== RECORDED INFORMATION ==
Segment Open

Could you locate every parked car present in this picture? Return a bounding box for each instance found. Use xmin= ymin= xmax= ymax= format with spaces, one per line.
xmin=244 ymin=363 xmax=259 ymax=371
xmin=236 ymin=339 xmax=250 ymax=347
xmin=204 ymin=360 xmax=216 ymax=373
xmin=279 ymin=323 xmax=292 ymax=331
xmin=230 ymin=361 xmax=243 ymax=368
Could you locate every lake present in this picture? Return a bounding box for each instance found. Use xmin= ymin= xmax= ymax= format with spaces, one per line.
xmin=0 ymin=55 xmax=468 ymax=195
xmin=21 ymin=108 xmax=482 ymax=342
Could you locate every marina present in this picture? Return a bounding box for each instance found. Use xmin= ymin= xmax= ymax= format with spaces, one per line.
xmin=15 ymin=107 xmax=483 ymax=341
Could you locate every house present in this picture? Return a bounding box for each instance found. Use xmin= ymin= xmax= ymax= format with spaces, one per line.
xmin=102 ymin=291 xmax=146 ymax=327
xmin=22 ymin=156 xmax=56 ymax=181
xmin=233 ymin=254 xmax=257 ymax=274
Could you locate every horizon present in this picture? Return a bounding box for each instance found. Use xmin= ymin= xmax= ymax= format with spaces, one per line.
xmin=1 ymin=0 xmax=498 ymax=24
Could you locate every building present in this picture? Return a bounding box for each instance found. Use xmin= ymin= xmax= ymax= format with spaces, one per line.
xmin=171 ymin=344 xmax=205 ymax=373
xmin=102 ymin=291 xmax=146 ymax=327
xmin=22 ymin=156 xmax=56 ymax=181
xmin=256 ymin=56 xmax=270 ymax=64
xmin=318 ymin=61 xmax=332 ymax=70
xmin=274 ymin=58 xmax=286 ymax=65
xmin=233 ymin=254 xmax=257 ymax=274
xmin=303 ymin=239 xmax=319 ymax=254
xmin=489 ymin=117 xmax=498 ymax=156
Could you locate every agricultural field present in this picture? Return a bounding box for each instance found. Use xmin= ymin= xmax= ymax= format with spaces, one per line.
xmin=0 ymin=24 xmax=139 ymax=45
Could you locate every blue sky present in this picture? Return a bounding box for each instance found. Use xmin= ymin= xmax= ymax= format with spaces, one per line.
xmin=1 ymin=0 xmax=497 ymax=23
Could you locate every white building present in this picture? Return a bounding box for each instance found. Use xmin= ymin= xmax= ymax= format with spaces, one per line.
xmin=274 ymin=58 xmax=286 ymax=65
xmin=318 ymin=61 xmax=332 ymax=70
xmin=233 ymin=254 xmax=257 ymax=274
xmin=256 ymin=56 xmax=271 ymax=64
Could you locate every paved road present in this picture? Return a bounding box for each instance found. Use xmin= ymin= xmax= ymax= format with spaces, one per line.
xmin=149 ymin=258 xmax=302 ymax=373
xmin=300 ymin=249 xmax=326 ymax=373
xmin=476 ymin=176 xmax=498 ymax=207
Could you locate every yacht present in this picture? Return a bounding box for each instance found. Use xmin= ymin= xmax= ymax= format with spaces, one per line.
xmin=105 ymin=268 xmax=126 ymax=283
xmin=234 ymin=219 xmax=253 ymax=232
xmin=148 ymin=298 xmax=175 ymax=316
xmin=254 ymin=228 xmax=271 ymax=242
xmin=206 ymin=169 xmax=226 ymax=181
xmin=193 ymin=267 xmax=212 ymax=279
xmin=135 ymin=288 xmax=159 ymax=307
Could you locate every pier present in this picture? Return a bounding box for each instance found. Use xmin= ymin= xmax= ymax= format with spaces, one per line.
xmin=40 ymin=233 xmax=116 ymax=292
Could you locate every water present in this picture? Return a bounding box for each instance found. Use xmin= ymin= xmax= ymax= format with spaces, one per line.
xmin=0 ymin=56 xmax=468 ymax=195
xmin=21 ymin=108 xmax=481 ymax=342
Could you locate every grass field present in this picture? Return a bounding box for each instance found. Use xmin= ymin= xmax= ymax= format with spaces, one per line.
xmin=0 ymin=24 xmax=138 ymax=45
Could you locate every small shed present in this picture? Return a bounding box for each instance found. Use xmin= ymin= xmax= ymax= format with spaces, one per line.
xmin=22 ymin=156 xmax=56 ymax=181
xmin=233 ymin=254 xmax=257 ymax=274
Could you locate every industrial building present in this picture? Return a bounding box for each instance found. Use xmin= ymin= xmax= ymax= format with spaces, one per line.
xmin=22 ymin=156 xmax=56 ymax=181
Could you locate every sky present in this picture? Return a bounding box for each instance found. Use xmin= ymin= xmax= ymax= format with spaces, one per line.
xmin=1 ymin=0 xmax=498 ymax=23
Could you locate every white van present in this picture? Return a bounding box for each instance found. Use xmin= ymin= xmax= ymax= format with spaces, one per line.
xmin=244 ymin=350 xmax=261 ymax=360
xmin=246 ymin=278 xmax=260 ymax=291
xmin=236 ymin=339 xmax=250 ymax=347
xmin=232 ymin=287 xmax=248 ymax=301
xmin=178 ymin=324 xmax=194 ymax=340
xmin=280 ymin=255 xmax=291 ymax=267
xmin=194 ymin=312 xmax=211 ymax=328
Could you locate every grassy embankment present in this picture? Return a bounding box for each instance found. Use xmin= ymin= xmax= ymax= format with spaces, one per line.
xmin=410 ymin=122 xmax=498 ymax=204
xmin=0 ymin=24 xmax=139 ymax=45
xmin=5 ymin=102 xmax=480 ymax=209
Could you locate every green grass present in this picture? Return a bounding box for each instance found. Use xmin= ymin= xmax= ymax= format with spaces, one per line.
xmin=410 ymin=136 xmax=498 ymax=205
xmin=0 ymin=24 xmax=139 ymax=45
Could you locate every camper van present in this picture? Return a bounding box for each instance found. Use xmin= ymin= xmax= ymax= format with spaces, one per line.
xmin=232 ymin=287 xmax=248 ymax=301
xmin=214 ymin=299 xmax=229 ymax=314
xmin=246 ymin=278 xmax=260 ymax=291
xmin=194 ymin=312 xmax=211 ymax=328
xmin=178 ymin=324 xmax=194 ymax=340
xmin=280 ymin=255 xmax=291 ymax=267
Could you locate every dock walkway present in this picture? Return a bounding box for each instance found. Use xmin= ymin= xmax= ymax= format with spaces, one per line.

Segment Closed

Please write out, exactly as they appear, the lines from the one containing "Could you locate every industrial" through the last line of the records above, and nothing more.

== ANSWER BOX ==
Could you locate every industrial building present in this picture? Return a bounding box for each instance found. Use xmin= ymin= xmax= ymax= format with spaces, one per line.
xmin=22 ymin=156 xmax=56 ymax=181
Could you locate every sky present in this picture? Return a bounding box for each instance found. Use xmin= ymin= xmax= ymax= format with spaces, one per line.
xmin=1 ymin=0 xmax=498 ymax=23
Could you locate every white van present in this picture? Return a bounding box for each instance found. Use xmin= ymin= xmax= ymax= format with spaces, one per line.
xmin=244 ymin=350 xmax=261 ymax=360
xmin=246 ymin=278 xmax=260 ymax=291
xmin=236 ymin=339 xmax=250 ymax=347
xmin=232 ymin=287 xmax=248 ymax=301
xmin=178 ymin=324 xmax=194 ymax=340
xmin=280 ymin=255 xmax=291 ymax=267
xmin=194 ymin=312 xmax=211 ymax=328
Could you locate every grassy embankment present in this picture? Return a bounding box for each instance found. Use xmin= ymin= xmax= ymax= format with spaces, one per line.
xmin=410 ymin=122 xmax=498 ymax=204
xmin=0 ymin=24 xmax=139 ymax=45
xmin=5 ymin=102 xmax=480 ymax=209
Could you locate every green grass present in this picture? Return a bounding box for each instance found. Use xmin= ymin= xmax= ymax= format with spaces, one per line.
xmin=410 ymin=136 xmax=498 ymax=205
xmin=0 ymin=24 xmax=139 ymax=45
Could you locate every camper van present in this picture? Return a bounding box for each instance found. Use xmin= ymin= xmax= ymax= format with spaces, one per line.
xmin=232 ymin=287 xmax=248 ymax=301
xmin=214 ymin=299 xmax=229 ymax=314
xmin=246 ymin=278 xmax=260 ymax=291
xmin=194 ymin=312 xmax=211 ymax=328
xmin=178 ymin=324 xmax=194 ymax=340
xmin=280 ymin=255 xmax=291 ymax=267
Could you locate every dock walkway present in this picture? Return a bounding box for each instance found. Use xmin= ymin= xmax= ymax= format with spaces, one per line.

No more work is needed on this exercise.